▸ Texte fourni:
De l'impossibilité d'aller aux élections
Les élections législatives et communales, sont prévues pour le 26 mai prochain. Cependant, des raisons empêchent d'espérer aller aux élections selon le calendrier décliné par la CENI.
La première est l'insécurité provoquée par les milices Imbonerakure, qui poussent des dizaines de milliers de Burundais à fuir vers les pays limitrophes. Ce phénomène, constamment dénoncé par l'opposition, est devenu flagrant à l'approche des élections et fait comprendre le potentiel de violence que représentent ces milices. Lors de ces élections, elles vont terroriser les citoyens et imposer le choix des candidats du parti présidentiel. Cela d'autant plus qu'ils sont armés et ont des tenues de la police, ce qui entretient une confusion dangereuse.
L'autre raison est que la crise actuelle, faite de désaccords, de manifestations, de répressions par tirs à balles réelles, d'arrestations, d'emprisonnements, de fermeture des médias indépendants etc., n'installe pas un climat de confiance, de sérénité et de motivation nécessaire à une élection.

▸ Données extraites:
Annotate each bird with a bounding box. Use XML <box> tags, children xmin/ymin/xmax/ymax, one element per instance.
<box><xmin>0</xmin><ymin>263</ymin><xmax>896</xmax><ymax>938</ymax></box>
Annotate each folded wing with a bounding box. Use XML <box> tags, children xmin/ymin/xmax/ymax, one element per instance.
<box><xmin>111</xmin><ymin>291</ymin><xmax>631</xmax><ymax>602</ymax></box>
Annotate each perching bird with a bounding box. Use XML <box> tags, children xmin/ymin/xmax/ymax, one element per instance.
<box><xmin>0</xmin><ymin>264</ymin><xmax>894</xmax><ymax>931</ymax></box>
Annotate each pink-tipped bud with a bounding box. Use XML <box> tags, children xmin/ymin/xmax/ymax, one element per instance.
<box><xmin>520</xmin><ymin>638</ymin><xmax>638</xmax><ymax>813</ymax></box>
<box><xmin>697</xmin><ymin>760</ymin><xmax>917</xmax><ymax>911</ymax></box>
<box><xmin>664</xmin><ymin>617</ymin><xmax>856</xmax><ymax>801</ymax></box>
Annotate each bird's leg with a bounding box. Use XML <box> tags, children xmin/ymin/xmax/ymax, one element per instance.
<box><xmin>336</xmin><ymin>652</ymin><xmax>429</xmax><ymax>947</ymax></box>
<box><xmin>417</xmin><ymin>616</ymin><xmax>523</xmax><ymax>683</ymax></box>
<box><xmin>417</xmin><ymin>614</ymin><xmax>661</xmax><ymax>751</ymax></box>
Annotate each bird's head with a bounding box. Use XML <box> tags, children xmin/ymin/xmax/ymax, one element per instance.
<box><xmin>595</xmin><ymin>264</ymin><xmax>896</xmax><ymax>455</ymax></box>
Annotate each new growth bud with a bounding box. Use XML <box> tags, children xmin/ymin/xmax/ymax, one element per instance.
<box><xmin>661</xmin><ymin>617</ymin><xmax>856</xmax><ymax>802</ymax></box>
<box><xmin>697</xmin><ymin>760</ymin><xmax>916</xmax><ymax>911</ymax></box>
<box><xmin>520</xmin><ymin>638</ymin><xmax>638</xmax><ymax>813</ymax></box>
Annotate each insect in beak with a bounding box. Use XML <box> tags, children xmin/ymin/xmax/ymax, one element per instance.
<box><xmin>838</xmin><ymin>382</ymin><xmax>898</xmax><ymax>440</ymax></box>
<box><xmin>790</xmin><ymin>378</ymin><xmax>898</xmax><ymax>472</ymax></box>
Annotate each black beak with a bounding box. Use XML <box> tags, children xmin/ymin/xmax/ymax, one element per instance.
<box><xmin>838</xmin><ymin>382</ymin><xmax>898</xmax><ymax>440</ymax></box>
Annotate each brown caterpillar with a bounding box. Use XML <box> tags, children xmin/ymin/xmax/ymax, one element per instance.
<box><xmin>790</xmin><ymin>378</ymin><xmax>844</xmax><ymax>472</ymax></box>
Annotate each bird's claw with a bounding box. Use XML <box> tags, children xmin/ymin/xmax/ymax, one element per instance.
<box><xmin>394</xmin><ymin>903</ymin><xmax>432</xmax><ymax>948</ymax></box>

▸ Consigne:
Les affirmations suivantes concordent-elles avec le texte sur les élections ? Répondez à chacune par oui ou non, en citant les mots exacts du texte qui tranchent.
1. Les élections législatives et communales sont prévues pour le 26 mai.
2. Les milices Imbonerakure portent des tenues de l'armée.
3. La fermeture des médias indépendants fait partie de la crise actuelle.
Ces données n'ont aucun lien avec le texte.

▸ Réponse:
1. Oui : « Les élections législatives et communales, sont prévues pour le 26 mai prochain ».
2. Non : « ont des tenues de la police ».
3. Oui : « la crise actuelle, faite de désaccords, de manifestations, de répressions par tirs à balles réelles, d'arrestations, d'emprisonnements, de fermeture des médias indépendants ».